(Data records)
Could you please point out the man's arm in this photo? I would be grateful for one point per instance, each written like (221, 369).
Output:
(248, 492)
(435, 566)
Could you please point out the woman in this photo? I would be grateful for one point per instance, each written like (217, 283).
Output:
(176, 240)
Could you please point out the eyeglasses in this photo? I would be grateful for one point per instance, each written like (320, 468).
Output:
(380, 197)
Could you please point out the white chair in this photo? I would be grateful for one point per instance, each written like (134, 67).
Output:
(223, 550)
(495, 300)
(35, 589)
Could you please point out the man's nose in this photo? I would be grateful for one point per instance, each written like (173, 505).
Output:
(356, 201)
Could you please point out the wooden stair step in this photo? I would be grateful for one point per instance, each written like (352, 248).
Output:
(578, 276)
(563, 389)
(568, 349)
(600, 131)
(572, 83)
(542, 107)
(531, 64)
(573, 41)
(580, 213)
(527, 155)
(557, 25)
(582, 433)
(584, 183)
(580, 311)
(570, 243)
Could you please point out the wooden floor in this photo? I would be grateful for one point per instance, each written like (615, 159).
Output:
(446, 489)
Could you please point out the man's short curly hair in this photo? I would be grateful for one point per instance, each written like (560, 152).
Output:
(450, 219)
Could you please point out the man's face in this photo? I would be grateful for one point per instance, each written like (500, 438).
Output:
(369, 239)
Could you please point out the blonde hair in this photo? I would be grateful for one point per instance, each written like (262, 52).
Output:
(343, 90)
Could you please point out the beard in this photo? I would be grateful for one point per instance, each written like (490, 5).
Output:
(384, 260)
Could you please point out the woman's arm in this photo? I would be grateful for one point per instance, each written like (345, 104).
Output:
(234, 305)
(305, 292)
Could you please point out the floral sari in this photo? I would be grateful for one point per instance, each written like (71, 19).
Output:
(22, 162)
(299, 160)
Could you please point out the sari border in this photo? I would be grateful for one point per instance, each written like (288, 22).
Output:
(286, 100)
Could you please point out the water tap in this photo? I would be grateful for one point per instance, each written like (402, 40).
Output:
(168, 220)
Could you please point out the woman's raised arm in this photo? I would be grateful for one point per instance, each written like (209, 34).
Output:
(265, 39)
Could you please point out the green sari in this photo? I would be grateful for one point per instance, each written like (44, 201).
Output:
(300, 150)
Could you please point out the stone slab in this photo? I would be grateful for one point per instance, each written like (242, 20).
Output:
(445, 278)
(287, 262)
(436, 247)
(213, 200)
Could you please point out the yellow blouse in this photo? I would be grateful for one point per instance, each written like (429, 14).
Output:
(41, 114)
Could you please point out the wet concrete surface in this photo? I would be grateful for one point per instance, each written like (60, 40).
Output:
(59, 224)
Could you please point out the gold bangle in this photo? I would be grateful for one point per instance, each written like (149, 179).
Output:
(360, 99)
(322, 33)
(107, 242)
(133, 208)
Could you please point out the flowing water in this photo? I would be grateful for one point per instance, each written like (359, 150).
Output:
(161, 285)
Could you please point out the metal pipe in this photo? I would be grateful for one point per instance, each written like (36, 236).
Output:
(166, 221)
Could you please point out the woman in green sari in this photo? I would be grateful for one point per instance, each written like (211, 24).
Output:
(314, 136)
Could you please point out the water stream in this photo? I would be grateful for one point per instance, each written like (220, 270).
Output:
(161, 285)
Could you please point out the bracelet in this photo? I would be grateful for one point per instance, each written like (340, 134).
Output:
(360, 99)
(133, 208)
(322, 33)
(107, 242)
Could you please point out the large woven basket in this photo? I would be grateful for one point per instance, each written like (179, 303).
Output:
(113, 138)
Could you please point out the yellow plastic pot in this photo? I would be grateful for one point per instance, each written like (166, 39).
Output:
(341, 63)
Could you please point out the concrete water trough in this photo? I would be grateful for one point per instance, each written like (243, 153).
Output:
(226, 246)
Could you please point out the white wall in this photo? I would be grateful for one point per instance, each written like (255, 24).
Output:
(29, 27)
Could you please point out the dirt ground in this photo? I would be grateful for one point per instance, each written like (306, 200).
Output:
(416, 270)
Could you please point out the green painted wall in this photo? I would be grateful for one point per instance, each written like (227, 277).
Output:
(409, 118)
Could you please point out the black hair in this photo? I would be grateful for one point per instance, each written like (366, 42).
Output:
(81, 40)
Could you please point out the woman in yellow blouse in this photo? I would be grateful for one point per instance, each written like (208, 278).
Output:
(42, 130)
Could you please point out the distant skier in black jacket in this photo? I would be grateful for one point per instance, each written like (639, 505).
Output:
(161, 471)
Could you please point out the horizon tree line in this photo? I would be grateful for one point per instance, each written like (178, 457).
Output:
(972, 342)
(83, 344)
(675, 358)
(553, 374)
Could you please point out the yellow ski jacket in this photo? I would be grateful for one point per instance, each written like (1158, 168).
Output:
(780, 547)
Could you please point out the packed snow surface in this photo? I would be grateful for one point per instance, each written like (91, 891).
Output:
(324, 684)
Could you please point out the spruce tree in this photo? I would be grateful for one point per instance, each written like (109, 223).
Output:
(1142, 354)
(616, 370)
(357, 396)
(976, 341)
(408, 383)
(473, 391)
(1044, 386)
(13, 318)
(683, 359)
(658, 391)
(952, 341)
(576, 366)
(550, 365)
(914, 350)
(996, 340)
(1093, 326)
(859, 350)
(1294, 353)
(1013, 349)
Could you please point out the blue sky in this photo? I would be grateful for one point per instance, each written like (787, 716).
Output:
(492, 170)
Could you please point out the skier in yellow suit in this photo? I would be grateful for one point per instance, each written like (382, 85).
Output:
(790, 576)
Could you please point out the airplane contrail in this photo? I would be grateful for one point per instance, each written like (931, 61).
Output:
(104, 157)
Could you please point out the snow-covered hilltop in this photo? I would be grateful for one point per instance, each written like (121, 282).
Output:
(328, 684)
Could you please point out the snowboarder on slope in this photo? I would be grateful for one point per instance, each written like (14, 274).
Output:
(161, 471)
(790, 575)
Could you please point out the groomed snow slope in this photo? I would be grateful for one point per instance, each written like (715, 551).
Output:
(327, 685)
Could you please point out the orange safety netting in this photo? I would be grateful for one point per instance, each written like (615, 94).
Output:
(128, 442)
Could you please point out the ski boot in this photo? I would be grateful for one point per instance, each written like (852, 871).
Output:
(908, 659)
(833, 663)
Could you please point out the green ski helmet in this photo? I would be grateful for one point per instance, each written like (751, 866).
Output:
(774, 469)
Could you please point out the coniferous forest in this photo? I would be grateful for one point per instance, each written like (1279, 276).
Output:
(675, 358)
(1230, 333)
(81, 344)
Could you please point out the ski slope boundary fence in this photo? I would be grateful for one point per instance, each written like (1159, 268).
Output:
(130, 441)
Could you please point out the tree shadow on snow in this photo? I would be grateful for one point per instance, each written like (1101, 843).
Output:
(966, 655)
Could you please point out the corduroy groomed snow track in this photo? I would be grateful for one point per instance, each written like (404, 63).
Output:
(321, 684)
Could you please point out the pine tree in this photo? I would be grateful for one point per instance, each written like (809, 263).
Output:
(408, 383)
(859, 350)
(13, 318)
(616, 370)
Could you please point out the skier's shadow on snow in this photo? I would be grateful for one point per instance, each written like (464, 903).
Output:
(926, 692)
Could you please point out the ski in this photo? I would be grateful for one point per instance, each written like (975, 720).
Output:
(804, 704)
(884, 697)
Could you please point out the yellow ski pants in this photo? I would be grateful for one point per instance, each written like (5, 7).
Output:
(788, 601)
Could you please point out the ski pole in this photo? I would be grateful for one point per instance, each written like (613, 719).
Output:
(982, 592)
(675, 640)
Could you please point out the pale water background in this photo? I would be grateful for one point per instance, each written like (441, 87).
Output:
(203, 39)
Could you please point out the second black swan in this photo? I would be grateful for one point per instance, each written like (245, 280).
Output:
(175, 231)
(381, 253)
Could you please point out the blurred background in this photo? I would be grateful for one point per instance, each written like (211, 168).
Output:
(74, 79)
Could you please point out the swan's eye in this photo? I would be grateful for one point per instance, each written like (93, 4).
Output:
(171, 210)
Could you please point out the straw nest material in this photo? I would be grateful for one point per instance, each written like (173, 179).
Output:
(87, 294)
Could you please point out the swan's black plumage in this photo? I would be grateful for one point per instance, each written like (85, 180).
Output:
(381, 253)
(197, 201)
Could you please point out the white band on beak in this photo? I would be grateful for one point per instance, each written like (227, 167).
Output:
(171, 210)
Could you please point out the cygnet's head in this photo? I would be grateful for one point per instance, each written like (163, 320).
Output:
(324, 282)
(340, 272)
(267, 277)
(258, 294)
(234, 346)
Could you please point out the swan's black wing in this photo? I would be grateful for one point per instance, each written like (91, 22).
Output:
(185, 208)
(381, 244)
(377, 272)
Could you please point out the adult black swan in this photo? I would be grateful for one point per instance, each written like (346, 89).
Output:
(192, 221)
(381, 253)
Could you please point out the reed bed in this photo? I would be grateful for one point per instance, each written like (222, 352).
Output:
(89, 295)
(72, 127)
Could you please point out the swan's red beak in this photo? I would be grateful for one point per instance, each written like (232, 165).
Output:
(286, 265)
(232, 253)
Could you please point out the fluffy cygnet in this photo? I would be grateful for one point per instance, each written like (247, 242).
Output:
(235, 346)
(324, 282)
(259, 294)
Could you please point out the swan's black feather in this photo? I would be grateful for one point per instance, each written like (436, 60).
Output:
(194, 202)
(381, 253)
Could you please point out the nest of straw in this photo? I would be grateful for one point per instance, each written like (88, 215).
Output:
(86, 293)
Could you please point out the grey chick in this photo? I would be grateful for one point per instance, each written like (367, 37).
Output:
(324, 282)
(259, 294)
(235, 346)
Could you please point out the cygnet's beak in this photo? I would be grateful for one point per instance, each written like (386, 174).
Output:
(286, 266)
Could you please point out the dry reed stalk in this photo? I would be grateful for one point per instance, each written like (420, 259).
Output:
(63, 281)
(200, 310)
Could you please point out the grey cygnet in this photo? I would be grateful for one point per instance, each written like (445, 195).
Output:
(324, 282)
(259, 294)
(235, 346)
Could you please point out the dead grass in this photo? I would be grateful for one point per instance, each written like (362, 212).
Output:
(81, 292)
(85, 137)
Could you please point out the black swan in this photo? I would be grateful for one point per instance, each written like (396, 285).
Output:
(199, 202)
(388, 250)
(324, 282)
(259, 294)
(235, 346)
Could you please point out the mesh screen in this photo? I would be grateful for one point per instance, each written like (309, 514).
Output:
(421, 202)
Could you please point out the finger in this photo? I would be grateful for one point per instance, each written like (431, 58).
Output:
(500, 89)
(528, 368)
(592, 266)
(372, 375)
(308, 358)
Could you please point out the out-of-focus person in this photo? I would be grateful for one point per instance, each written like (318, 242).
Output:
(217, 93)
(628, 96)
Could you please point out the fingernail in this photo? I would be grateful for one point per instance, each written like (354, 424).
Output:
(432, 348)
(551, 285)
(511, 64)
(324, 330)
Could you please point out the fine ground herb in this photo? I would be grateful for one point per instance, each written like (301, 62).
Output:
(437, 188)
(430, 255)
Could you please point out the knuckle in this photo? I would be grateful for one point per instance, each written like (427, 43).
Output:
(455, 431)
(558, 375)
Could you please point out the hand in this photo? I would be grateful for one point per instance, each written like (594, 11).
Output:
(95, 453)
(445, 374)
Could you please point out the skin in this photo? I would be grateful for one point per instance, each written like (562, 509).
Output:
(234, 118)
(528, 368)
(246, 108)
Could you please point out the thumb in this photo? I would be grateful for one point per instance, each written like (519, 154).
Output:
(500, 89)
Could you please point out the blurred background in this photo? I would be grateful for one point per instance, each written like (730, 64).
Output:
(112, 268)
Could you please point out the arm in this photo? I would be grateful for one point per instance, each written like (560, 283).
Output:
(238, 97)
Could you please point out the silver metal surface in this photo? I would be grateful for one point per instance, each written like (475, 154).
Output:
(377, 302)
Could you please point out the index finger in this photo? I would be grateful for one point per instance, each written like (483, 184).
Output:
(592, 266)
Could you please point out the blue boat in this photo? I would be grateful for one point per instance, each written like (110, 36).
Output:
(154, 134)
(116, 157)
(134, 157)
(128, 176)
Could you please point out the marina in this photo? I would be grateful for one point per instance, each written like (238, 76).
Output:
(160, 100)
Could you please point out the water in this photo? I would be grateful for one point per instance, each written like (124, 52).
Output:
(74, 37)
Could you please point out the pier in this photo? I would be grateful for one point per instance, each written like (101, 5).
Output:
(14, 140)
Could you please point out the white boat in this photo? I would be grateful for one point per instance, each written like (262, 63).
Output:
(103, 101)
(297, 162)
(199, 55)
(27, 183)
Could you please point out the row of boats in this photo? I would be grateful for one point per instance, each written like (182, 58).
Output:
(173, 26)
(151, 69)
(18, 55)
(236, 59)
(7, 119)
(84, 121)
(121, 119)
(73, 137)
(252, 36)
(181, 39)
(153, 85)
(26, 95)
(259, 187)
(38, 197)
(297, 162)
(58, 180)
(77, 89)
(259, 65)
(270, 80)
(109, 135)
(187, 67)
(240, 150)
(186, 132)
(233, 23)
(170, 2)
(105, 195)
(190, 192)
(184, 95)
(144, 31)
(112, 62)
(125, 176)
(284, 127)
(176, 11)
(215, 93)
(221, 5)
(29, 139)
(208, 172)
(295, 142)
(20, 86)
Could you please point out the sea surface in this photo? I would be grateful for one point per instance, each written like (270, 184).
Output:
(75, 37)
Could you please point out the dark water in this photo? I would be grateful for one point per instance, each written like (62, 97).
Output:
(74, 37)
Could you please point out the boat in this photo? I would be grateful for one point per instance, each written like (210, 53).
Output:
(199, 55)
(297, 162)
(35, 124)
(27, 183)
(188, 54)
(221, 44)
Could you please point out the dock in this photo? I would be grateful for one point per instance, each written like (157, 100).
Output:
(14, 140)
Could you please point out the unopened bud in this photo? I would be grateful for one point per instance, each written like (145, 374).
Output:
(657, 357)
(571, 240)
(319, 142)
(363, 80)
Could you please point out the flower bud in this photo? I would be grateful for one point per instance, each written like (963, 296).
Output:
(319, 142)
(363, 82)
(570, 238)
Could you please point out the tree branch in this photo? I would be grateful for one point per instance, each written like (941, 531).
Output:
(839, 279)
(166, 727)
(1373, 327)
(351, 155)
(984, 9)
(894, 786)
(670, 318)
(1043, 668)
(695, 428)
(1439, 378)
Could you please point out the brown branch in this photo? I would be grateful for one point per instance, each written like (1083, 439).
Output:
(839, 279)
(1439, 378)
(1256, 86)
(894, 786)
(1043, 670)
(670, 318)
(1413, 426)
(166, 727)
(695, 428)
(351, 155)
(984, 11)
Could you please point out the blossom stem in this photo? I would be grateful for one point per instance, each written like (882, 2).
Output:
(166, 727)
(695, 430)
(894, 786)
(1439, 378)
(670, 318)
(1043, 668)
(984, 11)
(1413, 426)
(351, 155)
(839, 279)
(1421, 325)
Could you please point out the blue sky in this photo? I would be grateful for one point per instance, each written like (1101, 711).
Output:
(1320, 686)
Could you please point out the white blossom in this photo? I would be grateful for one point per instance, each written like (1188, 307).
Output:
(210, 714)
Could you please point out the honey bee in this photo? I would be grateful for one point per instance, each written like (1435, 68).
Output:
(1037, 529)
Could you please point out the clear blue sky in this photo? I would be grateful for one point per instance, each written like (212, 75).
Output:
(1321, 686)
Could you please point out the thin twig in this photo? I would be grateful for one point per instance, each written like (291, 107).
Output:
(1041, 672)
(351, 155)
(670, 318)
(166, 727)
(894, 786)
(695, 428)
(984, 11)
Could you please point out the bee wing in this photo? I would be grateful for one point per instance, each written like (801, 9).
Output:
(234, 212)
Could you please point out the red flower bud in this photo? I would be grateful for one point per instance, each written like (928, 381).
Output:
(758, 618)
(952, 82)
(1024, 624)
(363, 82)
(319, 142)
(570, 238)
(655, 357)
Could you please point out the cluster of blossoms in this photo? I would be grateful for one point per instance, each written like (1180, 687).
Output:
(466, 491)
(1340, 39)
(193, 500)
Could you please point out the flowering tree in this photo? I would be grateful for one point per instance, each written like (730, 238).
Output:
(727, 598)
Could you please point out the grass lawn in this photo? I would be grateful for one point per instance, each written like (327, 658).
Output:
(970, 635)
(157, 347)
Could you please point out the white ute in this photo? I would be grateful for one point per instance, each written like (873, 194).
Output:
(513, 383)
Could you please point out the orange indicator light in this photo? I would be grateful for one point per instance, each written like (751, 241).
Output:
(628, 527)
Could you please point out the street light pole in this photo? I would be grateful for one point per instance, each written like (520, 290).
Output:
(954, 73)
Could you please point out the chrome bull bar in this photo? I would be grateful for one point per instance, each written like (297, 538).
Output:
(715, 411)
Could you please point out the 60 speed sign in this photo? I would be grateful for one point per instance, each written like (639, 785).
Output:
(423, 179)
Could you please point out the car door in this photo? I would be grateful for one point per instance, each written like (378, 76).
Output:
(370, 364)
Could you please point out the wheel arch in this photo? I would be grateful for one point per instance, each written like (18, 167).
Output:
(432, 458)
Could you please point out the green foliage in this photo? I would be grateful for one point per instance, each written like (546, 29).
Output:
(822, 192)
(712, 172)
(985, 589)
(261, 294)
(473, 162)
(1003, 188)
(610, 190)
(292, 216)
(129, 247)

### YOUR GOAL:
The answer consists only of the lines from the one containing "Could you please point out the chrome" to the end of the records, each written out exactly.

### TASK OUTPUT:
Could you please point out the chrome bull bar in this photo? I would be grateful for one point per instance, each written like (297, 538).
Output:
(715, 411)
Could you please point out the 60 speed sign in this photo? I would be grateful for one point per instance, each written like (639, 785).
Output:
(423, 179)
Could you please point out the car door in this photo? I would be grateful for one point per instance, each written like (378, 76).
Output:
(370, 364)
Could you please point out the wheel arch in this photo? I would be grateful for one point per instance, each written like (18, 167).
Output:
(432, 458)
Could you please point out the green foliage in this photo? I would be grateful for one point per instance, each written like (546, 29).
Output:
(822, 192)
(712, 172)
(985, 589)
(261, 294)
(473, 162)
(1003, 188)
(610, 190)
(292, 216)
(129, 247)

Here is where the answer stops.